**Aim of the exercise:** Output the material word for word. Leave each picture out.

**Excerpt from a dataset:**
====

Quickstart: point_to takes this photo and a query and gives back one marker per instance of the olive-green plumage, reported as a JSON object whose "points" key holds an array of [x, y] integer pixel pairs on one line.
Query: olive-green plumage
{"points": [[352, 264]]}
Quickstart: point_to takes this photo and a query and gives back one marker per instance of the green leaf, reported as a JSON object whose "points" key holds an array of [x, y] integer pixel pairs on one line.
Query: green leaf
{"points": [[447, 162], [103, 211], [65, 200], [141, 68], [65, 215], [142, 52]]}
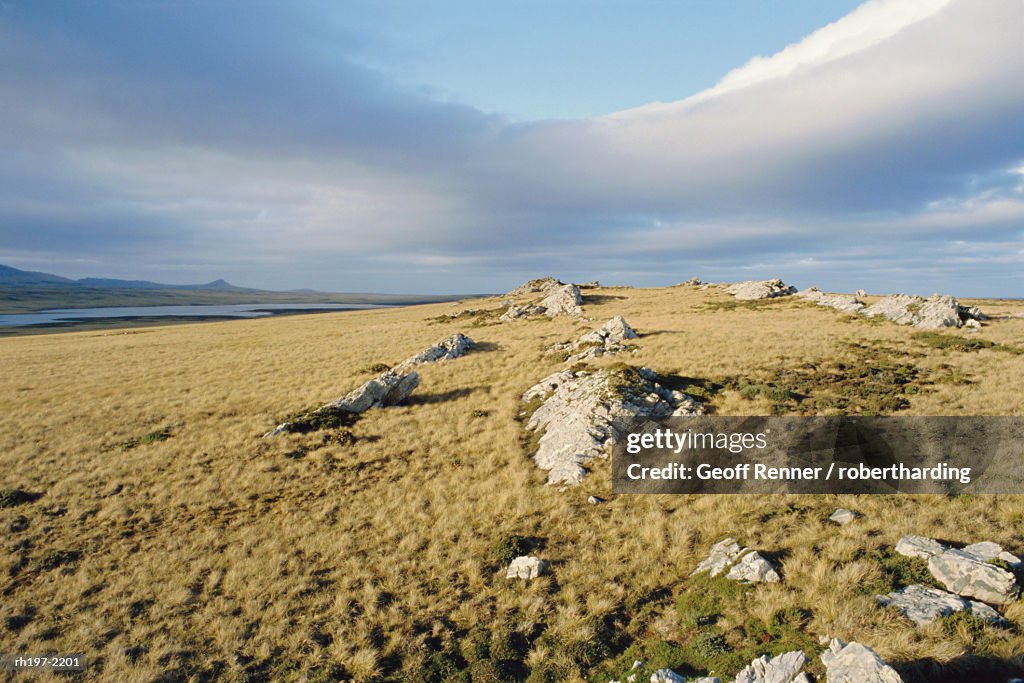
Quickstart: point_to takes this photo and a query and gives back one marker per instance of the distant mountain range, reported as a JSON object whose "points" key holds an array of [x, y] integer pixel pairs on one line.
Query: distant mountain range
{"points": [[14, 278]]}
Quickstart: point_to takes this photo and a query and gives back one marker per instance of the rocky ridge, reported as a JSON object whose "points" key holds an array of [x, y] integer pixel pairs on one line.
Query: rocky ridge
{"points": [[967, 572], [391, 386], [760, 289], [576, 410]]}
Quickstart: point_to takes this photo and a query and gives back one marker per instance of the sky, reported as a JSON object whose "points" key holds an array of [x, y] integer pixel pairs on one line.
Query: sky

====

**Task response:**
Quickstart: point_to takes this photo and a query and gives back one marker per instance of the olive-green plumage, reported as a JSON object whose "points" key holds an array of [x, y] integer pixel pairs on one line.
Query: olive-green plumage
{"points": [[352, 264]]}
Quickstart: point_to takes this photo and a query and gives back one marker per instance of the green leaf, reported as a JSON object whose "points" key holds an array of [x, y] integer pixel pairs on one line.
Query: green leaf
{"points": [[447, 162], [103, 211], [65, 200], [141, 68], [65, 215], [142, 52]]}
Quickstart: point_to takes this photo and a query and gives back one marker per instance of the distant mountain range, reported as a JSON object whose "points" key holds an array of [x, y] integer pixel pairs on one line.
Query: distant mountain range
{"points": [[14, 278]]}
Quickstart: point_to takes this photo and a query and gives back one marker per instance of the rocky ridge, reported as a JSON object whose "points" key holds an array of [x, y] integer pixel pairs on one line.
Query: rocky ridge
{"points": [[967, 572], [391, 386], [760, 289], [576, 410]]}
Quickstart: point_to takes this photo and a query and gives back one marker per instance of the sky, reported as a JSON object whose "points" key holds an array of [x, y] integer pixel pairs on one line.
Query: sky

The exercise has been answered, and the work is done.